* [Exercício 1]
Edite o trecho do texto citado entre "- Nas áreas" e "é a remoção.", inclusive, substituindo "remoção" por "realocação".
* [Exercício 2]
De acordo com o texto citado, quantos radares compõem a rede interligada dos Estados Unidos?

* [Texto citado]
Esta também é a opinião de Rodolfo Moreta, engenheiro civil e pesquisador do Instituto Geológico (órgão ligado à Secretaria do Meio Ambiente). Segundo ele, as autoridades podem tomar medidas paliativas que diminuam os riscos dos moradores, mas o ideal é poupar vidas, nem que seja necessário procedimentos extremos.
- Nas áreas que são consideradas de risco muito alto, a remoção tem de ser de forma imediata. Nas demais, podem ser feitos planos preventivos para se conviver com o risco e, quando for o caso, realizar obras que diminuam o grau de exposição ao desastre. No entanto, a melhor solução é a remoção.
3. Prevenir ocupação irregular do solo
Embora seja desrespeitado, o Código Florestal Brasileiro já impede que se construa em terrenos cuja inclinação seja superior a 45º ou em locais acima de 1.800 m. Segundo o biólogo Mário Moscatelli, se as autoridades cumprissem a lei que eles mesmos criaram, o número de vítimas fatais seria menor.
- Eu não acredito que estas tragédias ambientais humanas vão parar, por que não é da cultura dos administradores brasileiros manter este tipo de ação e a população exigir a qualidade dos serviços. Infelizmente tem lei que pega e tem lei que não pega.
4. Construções de acordo com a realidade da área
As regras para a construção de imóveis é definida por cada município brasileiro, por meio do plano diretor de cada cidade. No entanto, a maioria das cidades brasileiras não tem este documento. Nos municípios da região serrana não existe este tipo de coordenada habitacional.
De acordo com Rodolfo Moreta, onde já existe gente morando, é preciso se pensar na remoção. Já onde não há famílias, deve-se evitar a ocupação dessas áreas.
- Onde há terreno com processos de escorregamento, as pessoas vão estar em risco. O gestor municipal deve impedir a ocupação de áreas de alto risco, de alta declividade, pois certamente se viverá com risco de desenvolvimento de escorregamentos.
5. Implantar sistema de radares
O Brasil conta com radares, no entanto, os 20 existentes não são suficientes para atender a todo o território nacional. Os Estados Unidos possuem uma rede interligada com 155 (todos com o sistema Doppler), que mede a velocidade dos ventos, a direção e prevê com bastante exatidão a quantidade e a intensidade da chuva que cairá sobre uma região. O que existia na região serrana estava quebrado.

Entradas de anotação com caixas delimitadoras:

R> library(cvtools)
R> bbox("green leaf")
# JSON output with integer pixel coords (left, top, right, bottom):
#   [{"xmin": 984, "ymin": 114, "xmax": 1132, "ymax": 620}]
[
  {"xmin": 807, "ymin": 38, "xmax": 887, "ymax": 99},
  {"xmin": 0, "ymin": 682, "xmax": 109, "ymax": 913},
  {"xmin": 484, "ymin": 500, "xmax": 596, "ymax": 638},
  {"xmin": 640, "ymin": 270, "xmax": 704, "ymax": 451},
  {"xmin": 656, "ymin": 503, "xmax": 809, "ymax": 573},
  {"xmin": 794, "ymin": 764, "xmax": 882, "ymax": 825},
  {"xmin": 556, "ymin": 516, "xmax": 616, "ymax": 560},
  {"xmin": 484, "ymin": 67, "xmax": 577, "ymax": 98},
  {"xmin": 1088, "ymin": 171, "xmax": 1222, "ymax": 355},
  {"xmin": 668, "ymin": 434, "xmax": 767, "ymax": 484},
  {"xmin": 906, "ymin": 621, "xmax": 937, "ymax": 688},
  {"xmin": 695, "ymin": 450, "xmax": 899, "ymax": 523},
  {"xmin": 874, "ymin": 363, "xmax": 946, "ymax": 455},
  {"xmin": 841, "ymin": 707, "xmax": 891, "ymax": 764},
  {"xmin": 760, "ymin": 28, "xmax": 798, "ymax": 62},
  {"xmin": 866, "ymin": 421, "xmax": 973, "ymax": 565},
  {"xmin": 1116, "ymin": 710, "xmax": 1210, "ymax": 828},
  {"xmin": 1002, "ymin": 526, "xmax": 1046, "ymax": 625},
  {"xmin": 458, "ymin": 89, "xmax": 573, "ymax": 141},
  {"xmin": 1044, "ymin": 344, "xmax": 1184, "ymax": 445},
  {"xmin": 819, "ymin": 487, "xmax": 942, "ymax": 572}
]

* [Resposta completa 1]
- Nas áreas que são consideradas de risco muito alto, a realocação tem de ser de forma imediata. Nas demais, podem ser feitos planos preventivos para se conviver com o risco e, quando for o caso, realizar obras que diminuam o grau de exposição ao desastre. No entanto, a melhor solução é a realocação.

* [Resposta completa 2]
São 155 radares, todos com o sistema Doppler.